** Dataset excerpts follows **
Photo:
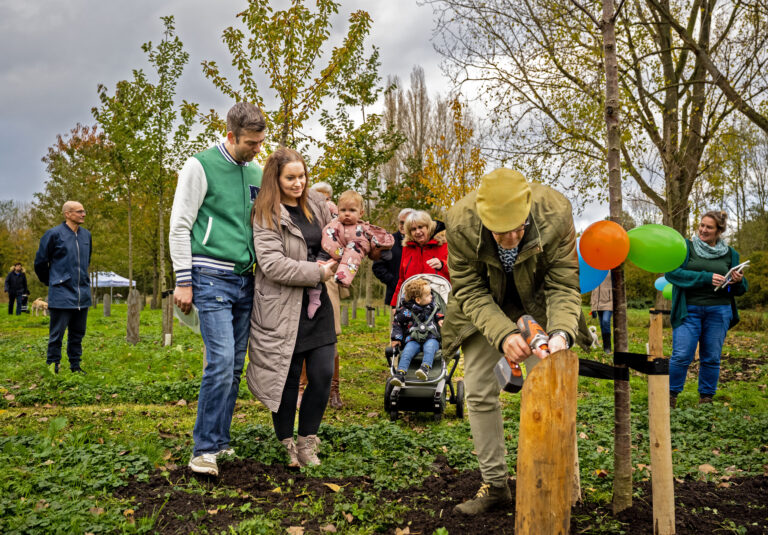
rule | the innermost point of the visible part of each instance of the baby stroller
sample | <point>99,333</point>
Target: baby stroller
<point>430,395</point>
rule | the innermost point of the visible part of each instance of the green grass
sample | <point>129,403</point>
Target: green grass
<point>68,441</point>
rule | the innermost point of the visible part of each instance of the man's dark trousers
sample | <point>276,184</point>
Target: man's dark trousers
<point>74,321</point>
<point>14,298</point>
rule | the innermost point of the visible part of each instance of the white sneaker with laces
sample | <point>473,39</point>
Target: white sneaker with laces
<point>204,464</point>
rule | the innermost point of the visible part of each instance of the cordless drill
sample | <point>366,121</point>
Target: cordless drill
<point>510,374</point>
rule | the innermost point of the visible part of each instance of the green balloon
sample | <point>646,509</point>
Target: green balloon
<point>667,292</point>
<point>656,248</point>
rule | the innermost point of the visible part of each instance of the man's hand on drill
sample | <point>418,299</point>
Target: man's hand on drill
<point>516,349</point>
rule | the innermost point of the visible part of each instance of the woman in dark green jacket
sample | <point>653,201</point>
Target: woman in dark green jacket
<point>702,313</point>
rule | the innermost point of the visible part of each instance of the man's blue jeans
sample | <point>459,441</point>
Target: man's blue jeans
<point>224,301</point>
<point>412,348</point>
<point>707,326</point>
<point>73,321</point>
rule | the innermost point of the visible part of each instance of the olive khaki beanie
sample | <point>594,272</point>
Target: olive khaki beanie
<point>503,200</point>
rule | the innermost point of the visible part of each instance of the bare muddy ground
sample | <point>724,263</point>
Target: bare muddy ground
<point>187,502</point>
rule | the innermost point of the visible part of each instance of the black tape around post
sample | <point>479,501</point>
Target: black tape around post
<point>637,361</point>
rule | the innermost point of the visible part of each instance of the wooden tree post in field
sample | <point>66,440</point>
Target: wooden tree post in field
<point>546,446</point>
<point>133,317</point>
<point>662,479</point>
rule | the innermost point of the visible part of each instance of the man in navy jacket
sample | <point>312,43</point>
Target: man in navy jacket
<point>16,287</point>
<point>61,264</point>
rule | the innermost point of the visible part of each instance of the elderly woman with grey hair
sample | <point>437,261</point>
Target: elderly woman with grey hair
<point>387,269</point>
<point>425,250</point>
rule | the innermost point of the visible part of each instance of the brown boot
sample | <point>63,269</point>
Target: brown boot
<point>293,455</point>
<point>487,498</point>
<point>307,450</point>
<point>302,383</point>
<point>335,400</point>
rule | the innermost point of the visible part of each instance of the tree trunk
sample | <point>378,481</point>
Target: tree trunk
<point>161,259</point>
<point>133,316</point>
<point>622,459</point>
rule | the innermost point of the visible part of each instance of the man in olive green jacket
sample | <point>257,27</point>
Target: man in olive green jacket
<point>512,251</point>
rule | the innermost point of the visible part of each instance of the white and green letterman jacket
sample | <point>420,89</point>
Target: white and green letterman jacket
<point>211,214</point>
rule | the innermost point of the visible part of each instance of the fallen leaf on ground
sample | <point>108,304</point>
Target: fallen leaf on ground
<point>707,469</point>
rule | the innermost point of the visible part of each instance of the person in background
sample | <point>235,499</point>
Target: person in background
<point>387,268</point>
<point>601,305</point>
<point>425,250</point>
<point>288,220</point>
<point>211,245</point>
<point>61,263</point>
<point>701,313</point>
<point>16,288</point>
<point>512,252</point>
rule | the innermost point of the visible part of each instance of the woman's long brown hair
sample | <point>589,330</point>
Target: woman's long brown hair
<point>266,207</point>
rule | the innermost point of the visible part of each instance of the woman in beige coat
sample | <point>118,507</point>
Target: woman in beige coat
<point>287,228</point>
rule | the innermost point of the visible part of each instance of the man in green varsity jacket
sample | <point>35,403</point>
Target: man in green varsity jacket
<point>211,245</point>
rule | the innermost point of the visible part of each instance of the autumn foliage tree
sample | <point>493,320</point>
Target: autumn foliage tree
<point>287,46</point>
<point>453,169</point>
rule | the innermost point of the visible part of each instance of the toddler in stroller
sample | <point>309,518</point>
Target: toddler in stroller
<point>417,325</point>
<point>416,331</point>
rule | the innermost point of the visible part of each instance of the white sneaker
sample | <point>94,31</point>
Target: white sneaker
<point>229,452</point>
<point>204,464</point>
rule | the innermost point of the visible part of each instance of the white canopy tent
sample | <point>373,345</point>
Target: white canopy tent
<point>110,279</point>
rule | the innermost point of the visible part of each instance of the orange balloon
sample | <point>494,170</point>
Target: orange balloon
<point>604,245</point>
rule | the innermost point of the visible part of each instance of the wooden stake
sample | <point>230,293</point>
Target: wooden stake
<point>662,482</point>
<point>546,446</point>
<point>107,305</point>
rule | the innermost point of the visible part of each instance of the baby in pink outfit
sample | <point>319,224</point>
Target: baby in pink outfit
<point>348,238</point>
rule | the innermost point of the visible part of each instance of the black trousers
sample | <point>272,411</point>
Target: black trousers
<point>71,320</point>
<point>315,399</point>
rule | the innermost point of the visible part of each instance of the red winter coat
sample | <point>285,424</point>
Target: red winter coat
<point>414,260</point>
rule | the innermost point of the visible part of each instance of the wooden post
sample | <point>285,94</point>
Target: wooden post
<point>133,317</point>
<point>662,482</point>
<point>168,320</point>
<point>546,446</point>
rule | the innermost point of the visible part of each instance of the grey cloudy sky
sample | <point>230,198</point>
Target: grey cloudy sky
<point>56,53</point>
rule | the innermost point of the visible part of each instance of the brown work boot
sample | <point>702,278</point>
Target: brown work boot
<point>487,498</point>
<point>307,450</point>
<point>293,455</point>
<point>335,400</point>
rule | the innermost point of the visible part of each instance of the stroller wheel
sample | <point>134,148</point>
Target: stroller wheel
<point>459,399</point>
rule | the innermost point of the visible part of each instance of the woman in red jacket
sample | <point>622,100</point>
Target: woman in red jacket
<point>424,250</point>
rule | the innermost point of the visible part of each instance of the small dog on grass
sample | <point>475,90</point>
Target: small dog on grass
<point>39,305</point>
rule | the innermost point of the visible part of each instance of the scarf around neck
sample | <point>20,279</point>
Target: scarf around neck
** End of Dataset excerpts **
Leaving each image aside, repeat the listing above exactly.

Photo:
rule | the innermost point of the visible part of each instance of the baby stroller
sample | <point>99,333</point>
Target: baby stroller
<point>430,395</point>
rule | the innermost point of the visible part of each instance of the green grass
sample | <point>129,403</point>
Target: green grass
<point>68,441</point>
rule | the innermost point of the visible part of each instance of the man's dark trousers
sample | <point>276,184</point>
Target: man's dark trousers
<point>74,321</point>
<point>14,298</point>
rule | the innermost point of the visible part of each instance of the white sneaker with laces
sample | <point>473,39</point>
Target: white sneaker with laces
<point>204,464</point>
rule | the innermost point of the visible part of each instance of the cordless drill
sample | <point>366,121</point>
Target: cordless drill
<point>510,374</point>
rule | the innermost point of the visible part of each instance of the green balloon
sample | <point>646,509</point>
Target: green balloon
<point>667,292</point>
<point>656,248</point>
rule | the innermost point of the visible part of each instance of the man's hand on drill
sample | <point>418,299</point>
Target: man's hand on drill
<point>516,349</point>
rule | the innermost point of the visible part of each instance of the woman in dark green jacket
sample | <point>653,201</point>
Target: woman in dark green jacket
<point>702,313</point>
rule | the innermost point of the visible part of each instance of the man's blue jeans
sample | <point>459,441</point>
Target: man's blue jeans
<point>224,301</point>
<point>412,348</point>
<point>707,326</point>
<point>73,321</point>
rule | the innermost point of the visible part of each instance of the olive khaki beanie
sample | <point>594,272</point>
Target: olive khaki beanie
<point>503,200</point>
rule | the innermost point of the visible part of each instance of the bare muddy ground
sample | <point>724,263</point>
Target: bare muddy ground
<point>187,502</point>
rule | the innermost point of the visible part of each instance of the black tape around post
sample | <point>479,501</point>
Target: black tape around post
<point>637,361</point>
rule | the innermost point of the visible part of each instance of the wooden tree post in field
sample | <point>66,440</point>
Target: wooden tree post in field
<point>546,446</point>
<point>133,317</point>
<point>662,479</point>
rule | the innermost point of the visible part of each instance of the man in navy jacket
sample | <point>312,43</point>
Target: man in navy jacket
<point>16,287</point>
<point>61,264</point>
rule | the innermost point of the visible part of each instance of the elderly woman with grey hair
sample | <point>437,261</point>
Target: elderly woman with grey hair
<point>387,269</point>
<point>425,250</point>
rule | the innermost point of the visible part of each instance of the brown boot
sample | <point>63,269</point>
Target: brown boot
<point>293,455</point>
<point>487,498</point>
<point>307,450</point>
<point>302,383</point>
<point>335,400</point>
rule | the innermost point of the visible part of each instance of the tree trunk
sample | <point>378,481</point>
Target: tree trunk
<point>161,259</point>
<point>133,316</point>
<point>622,459</point>
rule | the innermost point of the visible part of each instance of the man in olive green jacket
sample | <point>257,27</point>
Target: man in olive green jacket
<point>512,251</point>
rule | the innermost point of the visible part of each instance of the white and green letterman jacket
sample | <point>420,89</point>
Target: white and green letterman jacket
<point>211,214</point>
rule | the innermost point of the visible part of each instance of the fallen leaf on ground
sample | <point>108,304</point>
Target: fallen leaf on ground
<point>707,469</point>
rule | the innermost point of the visible part of each instance of the person in background
sample | <point>235,499</point>
Target: person in background
<point>387,268</point>
<point>601,305</point>
<point>425,250</point>
<point>288,220</point>
<point>211,245</point>
<point>61,263</point>
<point>701,313</point>
<point>16,288</point>
<point>512,252</point>
rule | the innermost point of the visible part of each instance of the woman's long brown hair
sample | <point>589,330</point>
Target: woman's long brown hair
<point>266,207</point>
rule | the innermost point of the visible part of each instance of the woman in beige coat
sample | <point>118,507</point>
Target: woman in beige coat
<point>287,228</point>
rule | the innermost point of the visible part of each instance of the man in green varsity jacket
sample | <point>35,403</point>
Target: man in green varsity jacket
<point>211,245</point>
rule | the innermost point of the visible part of each instance of the autumn foliage tree
sample | <point>493,320</point>
Target: autumn foliage tree
<point>287,46</point>
<point>453,169</point>
rule | the innermost point of the visible part of each instance of the toddler in stroller
sample | <point>309,518</point>
Target: toddler in stroller
<point>417,325</point>
<point>416,331</point>
rule | the innermost point of the visible part of each instance of the white sneaker
sample | <point>94,31</point>
Target: white sneaker
<point>229,452</point>
<point>204,464</point>
rule | the innermost point of the visible part of each instance of the white canopy tent
sample | <point>373,345</point>
Target: white canopy tent
<point>110,279</point>
rule | the innermost point of the visible part of each instance of the orange balloon
sample | <point>494,170</point>
Target: orange balloon
<point>604,245</point>
rule | the innermost point of the visible part of each instance of the wooden stake
sample | <point>230,293</point>
Target: wooden stake
<point>662,482</point>
<point>546,446</point>
<point>107,305</point>
rule | the innermost point of the visible part of each instance of the baby in pink outfit
sample | <point>319,224</point>
Target: baby in pink outfit
<point>348,238</point>
rule | the innermost point of the visible part of each instance of the black trousers
sample | <point>272,411</point>
Target: black trousers
<point>71,320</point>
<point>315,399</point>
rule | the innermost point of the visible part of each instance of the red winter coat
sample | <point>285,424</point>
Target: red winter coat
<point>414,260</point>
rule | the innermost point of the visible part of each instance of the wooden post
sample | <point>285,94</point>
Target: wooden post
<point>133,317</point>
<point>662,482</point>
<point>168,320</point>
<point>546,446</point>
rule | the innermost point of the visible part of each instance of the grey cloudy sky
sample | <point>230,198</point>
Target: grey cloudy sky
<point>56,53</point>
rule | the innermost point of the visible part of each instance of the brown work boot
sample | <point>702,278</point>
Target: brown work boot
<point>487,498</point>
<point>307,450</point>
<point>293,455</point>
<point>335,400</point>
rule | the innermost point of the visible part of each instance of the stroller wheel
sample | <point>134,148</point>
Target: stroller wheel
<point>459,399</point>
rule | the innermost point of the visible part of each instance of the woman in red jacket
sample | <point>622,100</point>
Target: woman in red jacket
<point>424,250</point>
rule | the innermost point of the visible part of each instance of the small dog on grass
sample | <point>475,90</point>
Target: small dog on grass
<point>39,305</point>
rule | the innermost point of the visible part of each instance of the scarf around neck
sample | <point>20,279</point>
Target: scarf around neck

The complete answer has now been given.